---- Texto da página
O dia amanhecia. Alguns monges chegavam para o desjejum. O Velho disse precisar se preparar para a palestra daquela tarde. Despediu-se e saiu com os seus passos lentos, porém, seguros. Não sem antes fazer um gesto como quem diz que o poder da cura estava nas minhas mãos. Cabia a mim aproveitar.
6 comments
Lindas palavras, grandes ensinamentos, obrigada por sempre nos brindar com sua escrita impecável 🙏🙏🙏
Gratidão 🙏
Após anos sem ler, fiquei em lágrimas, estou no aguardo da versão digital do livro da caravana.
Obrigado por suas palavras, Bruno! São muito importantes para nós…
A versão digital de Caravana já está disponível para Kindle na Amazon. Qualquer dificuldade, fale conosco.
Nossa, que texto forte. Exatamente o que eu precisava ouvir hoje. Gratidão sempre, Yoskhahz
Obrigado por mais um reflexão!
Sempre tocando nossos corações e fazendo com que olhemos para o interior e para o crescimento como ser humano.
--------
---- Dados registrados
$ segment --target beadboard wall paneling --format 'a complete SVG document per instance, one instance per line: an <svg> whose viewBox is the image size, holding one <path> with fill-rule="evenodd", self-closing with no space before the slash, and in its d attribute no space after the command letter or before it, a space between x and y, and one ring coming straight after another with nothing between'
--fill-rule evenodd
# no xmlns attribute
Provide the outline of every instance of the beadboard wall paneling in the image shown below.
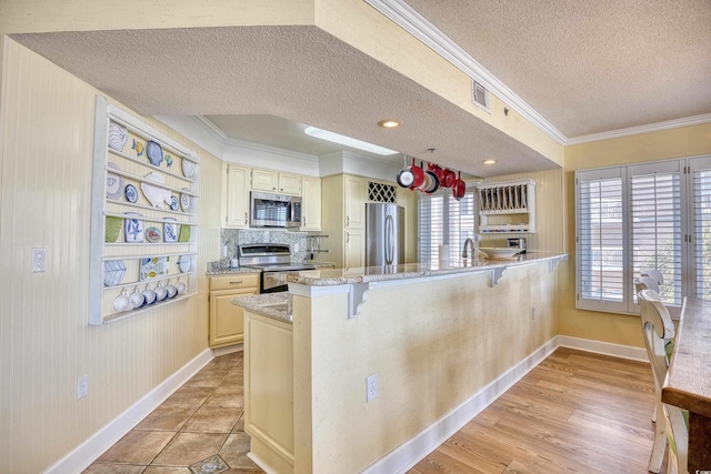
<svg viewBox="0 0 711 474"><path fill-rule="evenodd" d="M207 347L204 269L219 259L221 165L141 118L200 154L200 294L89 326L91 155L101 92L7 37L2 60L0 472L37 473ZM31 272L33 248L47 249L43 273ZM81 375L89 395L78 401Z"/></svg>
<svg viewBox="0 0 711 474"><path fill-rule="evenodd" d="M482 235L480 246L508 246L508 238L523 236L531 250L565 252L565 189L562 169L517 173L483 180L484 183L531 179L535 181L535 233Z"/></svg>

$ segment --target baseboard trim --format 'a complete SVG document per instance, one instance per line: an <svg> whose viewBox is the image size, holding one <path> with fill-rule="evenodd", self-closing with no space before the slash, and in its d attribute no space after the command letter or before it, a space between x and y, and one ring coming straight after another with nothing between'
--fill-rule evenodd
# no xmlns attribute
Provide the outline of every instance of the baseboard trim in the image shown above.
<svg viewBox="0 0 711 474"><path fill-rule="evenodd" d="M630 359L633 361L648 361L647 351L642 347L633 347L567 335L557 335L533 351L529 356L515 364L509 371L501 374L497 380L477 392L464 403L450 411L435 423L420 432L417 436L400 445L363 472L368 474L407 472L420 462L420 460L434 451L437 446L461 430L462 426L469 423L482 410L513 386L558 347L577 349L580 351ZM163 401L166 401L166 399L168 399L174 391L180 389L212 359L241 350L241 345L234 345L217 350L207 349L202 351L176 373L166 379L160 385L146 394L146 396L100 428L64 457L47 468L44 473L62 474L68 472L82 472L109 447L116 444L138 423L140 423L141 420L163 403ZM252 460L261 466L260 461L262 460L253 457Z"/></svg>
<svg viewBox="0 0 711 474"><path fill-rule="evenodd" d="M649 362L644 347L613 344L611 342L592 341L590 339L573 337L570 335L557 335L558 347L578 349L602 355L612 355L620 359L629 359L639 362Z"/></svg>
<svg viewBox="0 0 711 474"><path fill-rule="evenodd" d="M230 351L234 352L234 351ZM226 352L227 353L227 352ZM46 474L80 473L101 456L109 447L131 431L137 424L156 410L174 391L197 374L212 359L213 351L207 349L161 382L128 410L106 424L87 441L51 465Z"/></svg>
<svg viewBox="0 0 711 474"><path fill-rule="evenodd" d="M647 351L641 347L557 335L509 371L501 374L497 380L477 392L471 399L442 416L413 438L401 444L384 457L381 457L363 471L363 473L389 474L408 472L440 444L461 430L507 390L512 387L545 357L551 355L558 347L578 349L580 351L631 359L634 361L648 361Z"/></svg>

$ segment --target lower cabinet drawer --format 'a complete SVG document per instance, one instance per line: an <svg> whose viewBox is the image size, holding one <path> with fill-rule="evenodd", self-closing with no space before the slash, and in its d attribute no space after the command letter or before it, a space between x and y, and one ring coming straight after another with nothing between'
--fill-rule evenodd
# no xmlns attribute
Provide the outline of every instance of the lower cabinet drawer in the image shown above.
--------
---- Dados registrados
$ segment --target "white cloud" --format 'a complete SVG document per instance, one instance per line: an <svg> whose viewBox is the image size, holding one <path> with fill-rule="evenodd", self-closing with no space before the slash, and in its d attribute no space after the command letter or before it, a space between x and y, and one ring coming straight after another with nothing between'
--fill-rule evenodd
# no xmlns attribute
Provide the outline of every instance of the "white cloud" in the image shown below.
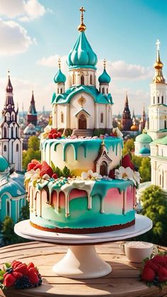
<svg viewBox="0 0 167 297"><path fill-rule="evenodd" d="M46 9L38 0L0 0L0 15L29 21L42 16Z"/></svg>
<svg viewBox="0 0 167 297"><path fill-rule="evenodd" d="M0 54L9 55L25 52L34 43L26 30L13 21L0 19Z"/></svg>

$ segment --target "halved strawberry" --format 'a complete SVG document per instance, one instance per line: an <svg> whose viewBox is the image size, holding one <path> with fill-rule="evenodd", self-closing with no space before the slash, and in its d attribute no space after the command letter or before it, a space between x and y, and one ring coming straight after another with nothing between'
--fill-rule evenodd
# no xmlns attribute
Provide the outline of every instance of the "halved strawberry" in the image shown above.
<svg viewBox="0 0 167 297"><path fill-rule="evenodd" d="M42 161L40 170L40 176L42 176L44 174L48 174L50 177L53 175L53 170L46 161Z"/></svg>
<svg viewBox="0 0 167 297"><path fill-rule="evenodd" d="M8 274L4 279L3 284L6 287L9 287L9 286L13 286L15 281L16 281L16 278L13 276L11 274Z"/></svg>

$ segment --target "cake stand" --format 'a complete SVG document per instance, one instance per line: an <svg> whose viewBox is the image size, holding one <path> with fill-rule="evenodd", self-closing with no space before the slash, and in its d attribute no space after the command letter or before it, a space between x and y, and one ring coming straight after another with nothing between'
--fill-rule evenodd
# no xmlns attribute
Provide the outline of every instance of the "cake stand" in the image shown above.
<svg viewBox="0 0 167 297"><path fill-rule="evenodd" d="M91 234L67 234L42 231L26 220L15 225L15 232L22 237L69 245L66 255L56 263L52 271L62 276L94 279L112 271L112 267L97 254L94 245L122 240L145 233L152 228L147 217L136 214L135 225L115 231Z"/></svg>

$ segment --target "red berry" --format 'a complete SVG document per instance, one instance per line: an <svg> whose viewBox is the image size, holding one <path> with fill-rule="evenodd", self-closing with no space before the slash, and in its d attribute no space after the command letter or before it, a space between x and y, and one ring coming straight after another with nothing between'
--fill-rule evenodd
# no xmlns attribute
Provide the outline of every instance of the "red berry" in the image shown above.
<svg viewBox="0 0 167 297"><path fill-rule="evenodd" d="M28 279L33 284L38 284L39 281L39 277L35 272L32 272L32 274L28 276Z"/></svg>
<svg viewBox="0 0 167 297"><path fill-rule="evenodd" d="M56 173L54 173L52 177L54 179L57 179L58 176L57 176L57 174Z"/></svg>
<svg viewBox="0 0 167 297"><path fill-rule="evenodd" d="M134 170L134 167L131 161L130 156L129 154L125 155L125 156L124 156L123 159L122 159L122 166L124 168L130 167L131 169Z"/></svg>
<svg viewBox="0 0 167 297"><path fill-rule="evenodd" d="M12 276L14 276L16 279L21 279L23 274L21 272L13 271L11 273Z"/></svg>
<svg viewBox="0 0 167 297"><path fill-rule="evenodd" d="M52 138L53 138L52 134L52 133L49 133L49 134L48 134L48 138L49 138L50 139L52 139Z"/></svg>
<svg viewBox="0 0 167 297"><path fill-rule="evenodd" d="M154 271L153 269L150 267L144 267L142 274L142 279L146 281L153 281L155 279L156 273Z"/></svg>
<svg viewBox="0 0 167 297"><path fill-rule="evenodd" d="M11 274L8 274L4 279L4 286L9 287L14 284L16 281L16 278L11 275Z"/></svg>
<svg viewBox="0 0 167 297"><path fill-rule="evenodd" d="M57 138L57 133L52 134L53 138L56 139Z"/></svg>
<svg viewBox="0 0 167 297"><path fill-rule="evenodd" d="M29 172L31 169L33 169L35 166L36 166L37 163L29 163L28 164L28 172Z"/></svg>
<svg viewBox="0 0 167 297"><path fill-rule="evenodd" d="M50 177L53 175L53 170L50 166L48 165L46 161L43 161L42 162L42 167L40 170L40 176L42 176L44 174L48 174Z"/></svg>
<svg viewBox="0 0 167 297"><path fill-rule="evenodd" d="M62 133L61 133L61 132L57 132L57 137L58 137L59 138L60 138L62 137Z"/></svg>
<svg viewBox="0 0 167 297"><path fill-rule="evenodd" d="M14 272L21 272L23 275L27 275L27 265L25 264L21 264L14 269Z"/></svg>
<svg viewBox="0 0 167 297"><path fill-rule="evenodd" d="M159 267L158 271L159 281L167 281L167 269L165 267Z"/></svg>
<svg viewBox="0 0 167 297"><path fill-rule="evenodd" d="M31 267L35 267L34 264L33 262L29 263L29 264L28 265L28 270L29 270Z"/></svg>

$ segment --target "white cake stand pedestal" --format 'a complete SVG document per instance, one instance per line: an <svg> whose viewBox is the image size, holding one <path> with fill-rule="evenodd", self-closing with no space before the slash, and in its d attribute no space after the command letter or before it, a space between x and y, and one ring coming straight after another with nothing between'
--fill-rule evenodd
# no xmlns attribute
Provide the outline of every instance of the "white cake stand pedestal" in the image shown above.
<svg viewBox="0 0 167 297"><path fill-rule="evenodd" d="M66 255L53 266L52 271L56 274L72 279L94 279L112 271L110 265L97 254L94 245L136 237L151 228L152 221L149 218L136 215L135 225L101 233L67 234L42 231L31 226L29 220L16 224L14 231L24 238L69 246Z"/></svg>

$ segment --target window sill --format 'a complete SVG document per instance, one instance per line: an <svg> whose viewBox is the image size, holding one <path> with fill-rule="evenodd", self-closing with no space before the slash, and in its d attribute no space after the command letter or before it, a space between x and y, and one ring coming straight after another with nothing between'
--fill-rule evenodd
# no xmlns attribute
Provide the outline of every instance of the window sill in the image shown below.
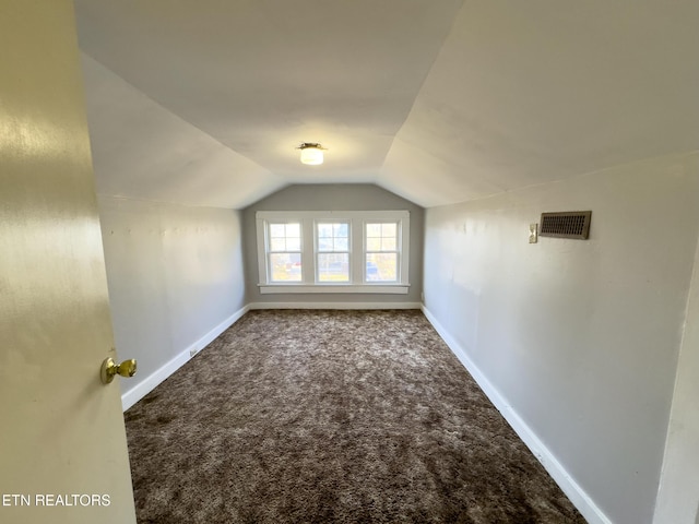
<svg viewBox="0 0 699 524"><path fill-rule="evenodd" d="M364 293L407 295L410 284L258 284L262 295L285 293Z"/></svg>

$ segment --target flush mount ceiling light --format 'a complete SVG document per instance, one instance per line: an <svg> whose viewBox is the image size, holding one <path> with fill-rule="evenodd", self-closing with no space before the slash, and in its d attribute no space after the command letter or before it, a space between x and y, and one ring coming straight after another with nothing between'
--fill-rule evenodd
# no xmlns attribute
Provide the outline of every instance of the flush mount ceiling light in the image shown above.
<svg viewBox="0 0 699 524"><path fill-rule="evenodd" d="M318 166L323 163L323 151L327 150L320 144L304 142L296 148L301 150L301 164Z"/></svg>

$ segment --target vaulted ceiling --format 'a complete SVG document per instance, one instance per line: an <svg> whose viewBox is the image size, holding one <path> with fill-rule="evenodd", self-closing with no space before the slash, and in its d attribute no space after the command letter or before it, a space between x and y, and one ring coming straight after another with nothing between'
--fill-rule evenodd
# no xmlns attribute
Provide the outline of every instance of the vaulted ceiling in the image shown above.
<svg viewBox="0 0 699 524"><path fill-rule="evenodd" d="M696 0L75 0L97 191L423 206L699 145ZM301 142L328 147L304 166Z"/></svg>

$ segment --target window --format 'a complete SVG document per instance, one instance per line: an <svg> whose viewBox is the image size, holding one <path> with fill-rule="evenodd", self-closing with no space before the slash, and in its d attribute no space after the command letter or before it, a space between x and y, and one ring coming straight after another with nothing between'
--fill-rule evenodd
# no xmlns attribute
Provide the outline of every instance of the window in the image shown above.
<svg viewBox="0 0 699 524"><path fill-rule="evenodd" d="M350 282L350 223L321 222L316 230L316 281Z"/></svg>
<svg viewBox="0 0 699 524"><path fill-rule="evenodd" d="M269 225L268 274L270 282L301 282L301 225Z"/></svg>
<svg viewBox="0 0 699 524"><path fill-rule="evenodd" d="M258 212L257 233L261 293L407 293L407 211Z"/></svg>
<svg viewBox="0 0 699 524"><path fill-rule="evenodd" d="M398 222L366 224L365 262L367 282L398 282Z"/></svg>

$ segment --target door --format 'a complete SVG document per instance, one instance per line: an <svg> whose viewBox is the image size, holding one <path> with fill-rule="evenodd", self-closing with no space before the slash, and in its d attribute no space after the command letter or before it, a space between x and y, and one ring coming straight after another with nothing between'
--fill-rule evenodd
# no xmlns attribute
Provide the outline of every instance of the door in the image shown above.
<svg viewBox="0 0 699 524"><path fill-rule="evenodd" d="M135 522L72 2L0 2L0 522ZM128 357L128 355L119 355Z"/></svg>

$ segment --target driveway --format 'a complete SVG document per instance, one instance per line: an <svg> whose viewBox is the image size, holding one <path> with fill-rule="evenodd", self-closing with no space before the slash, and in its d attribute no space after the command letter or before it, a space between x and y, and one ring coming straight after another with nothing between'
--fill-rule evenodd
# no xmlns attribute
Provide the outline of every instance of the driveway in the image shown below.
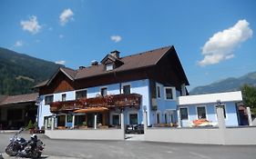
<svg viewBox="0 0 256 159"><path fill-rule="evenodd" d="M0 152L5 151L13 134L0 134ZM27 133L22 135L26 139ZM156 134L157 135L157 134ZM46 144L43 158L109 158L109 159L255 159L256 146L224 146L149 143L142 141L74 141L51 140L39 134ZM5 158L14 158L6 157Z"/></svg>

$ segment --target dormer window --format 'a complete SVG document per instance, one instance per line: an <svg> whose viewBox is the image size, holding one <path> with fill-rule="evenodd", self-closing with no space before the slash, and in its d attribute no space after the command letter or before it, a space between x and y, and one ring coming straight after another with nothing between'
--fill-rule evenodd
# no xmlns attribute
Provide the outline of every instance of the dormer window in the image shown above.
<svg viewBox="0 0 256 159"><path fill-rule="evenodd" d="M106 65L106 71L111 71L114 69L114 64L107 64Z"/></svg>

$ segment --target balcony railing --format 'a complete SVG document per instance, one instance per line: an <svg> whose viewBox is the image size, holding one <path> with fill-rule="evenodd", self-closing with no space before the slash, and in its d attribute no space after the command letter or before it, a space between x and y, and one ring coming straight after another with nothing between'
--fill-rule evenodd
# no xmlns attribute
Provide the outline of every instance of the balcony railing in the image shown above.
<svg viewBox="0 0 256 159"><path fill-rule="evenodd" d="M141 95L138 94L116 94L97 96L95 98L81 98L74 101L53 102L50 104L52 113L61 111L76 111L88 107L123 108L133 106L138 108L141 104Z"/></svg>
--------
== Atividades ==
a - Reescreva o trecho do texto da página entre "Nossa, que texto" e "como ser humano.", inclusive, trocando "corações" por "almas".
b - Liste as ações que o texto da página atribui ao Velho no primeiro parágrafo.
Os dados não têm nenhum papel aqui.

== Respostas em ordem ==
a -
Nossa, que texto forte. Exatamente o que eu precisava ouvir hoje. Gratidão sempre, Yoskhahz
Obrigado por mais um reflexão!
Sempre tocando nossos almas e fazendo com que olhemos para o interior e para o crescimento como ser humano.

b -
- Disse precisar se preparar para a palestra daquela tarde.
- Despediu-se.
- Saiu com os seus passos lentos, porém seguros.
- Fez um gesto como quem diz que o poder da cura estava nas mãos de quem narra.